Sunday, May 24, 2020

Heaven Help Us

Donald Trump has decreed that all houses of worship are essential places and that they should all open immediately in the middle of the COVID-19 pandemic - and he vows to override any governor who keeps restrictions on houses of worship even though he doesn't have authority.
Even though Trump's ruling applies to all faiths, he is doing this to whip up support from white evangelical churches, whose parishioners would rather back a hedonist like Trump than back a party - the Democrats - who are tolerant of people of other faiths or people who, worse still, subscribe to no faith at all.  The interests of  Jews, Muslims, Buddhists, and mainline Protestants like Trump himself don't concern him here.   But Joe Biden, I believe, can get around and possibly even neutralize this issue by re-affirming his own commitment to religious freedom and showing respect for those who practice a faith.  And he's got some ground on which to stand.
In 2007, then-Senator Biden appeared on Bill Maher's show to explain why the Democrats have lost their way with faith-based voters.  He cited his own mother, who regularly went to church and prayed for a brother of hers who ended up missing in action while fighting in the war.  When he told a fellow Democrat about this, the other Democrat said, "Isn't that quaint?"  Biden, a Catholic, said that this unnamed Democrat was trivializing the faith of Biden's mother and the tradition of faith in families like Biden's, and that the Democrats ought to respect the faiths of the voters.  (He wanted to punch the guy who thought Biden's mother's prayer tradition for her brother was "quaint.")  So Biden knows a thing or two about the importance of faith.  He should agree that honoring the right of people to worship in a pandemic is necessary and essential, but he should also urge churches, synagogues, mosques and temples to take the necessary precautions so that parishioners can worship in their houses of God (or gods) so that no one gets sick practicing their faith.  He should also remind voters that it's okay to pray at home while they're at it.
A guy who has been a practicing Catholic all his life should have some more legitimacy on this issue than an amoral person like Trump, who probably can't even remember his denomination.  (For the record, Trump was baptized Presbyterian.)

◆ EXERCISE TASKS:
- A) Decide whether each statement agrees with the post on houses of worship, answering yes or no and quoting the words of the post that settle it: (i) Biden appeared on Bill Maher's show in 2007; (ii) Trump was baptized Catholic; (iii) Trump has the authority to override governors who keep restrictions on houses of worship.
- B) Please reproduce the stretch of the post on houses of worship from "Sunday, May 24, 2020" through "doesn't have authority.", word for word.
The material after the post isn't needed.

(Extracted data entries)
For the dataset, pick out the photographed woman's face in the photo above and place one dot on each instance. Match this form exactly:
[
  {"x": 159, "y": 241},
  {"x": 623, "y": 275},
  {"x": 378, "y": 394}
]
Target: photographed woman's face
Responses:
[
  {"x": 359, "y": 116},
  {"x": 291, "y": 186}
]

◆ SOLUTIONS TO THE EXERCISE:
- A)
(i) Yes: "In 2007, then-Senator Biden appeared on Bill Maher's show"
(ii) No: "Trump was baptized Presbyterian."
(iii) No: "even though he doesn't have authority."

- B)
Sunday, May 24, 2020

Heaven Help Us

Donald Trump has decreed that all houses of worship are essential places and that they should all open immediately in the middle of the COVID-19 pandemic - and he vows to override any governor who keeps restrictions on houses of worship even though he doesn't have authority.